What you should do
Pick out each row below that contains the word "instance" and copy it in full.

-- BEGIN Listed entries --

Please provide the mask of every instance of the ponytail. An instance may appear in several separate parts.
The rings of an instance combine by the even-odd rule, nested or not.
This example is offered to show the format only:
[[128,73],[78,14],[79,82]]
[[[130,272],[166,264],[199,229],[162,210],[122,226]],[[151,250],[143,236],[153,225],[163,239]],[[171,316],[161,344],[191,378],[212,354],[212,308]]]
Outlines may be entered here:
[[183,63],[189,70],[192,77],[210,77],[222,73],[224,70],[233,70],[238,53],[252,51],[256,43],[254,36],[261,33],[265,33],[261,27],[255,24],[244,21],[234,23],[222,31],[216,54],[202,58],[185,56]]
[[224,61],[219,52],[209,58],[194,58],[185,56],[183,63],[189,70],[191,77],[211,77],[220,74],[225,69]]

-- END Listed entries --

Response
Please provide the mask of every instance of the ponytail. An instance may appear in several separate parts.
The rings of an instance combine by the even-odd rule, nested or not.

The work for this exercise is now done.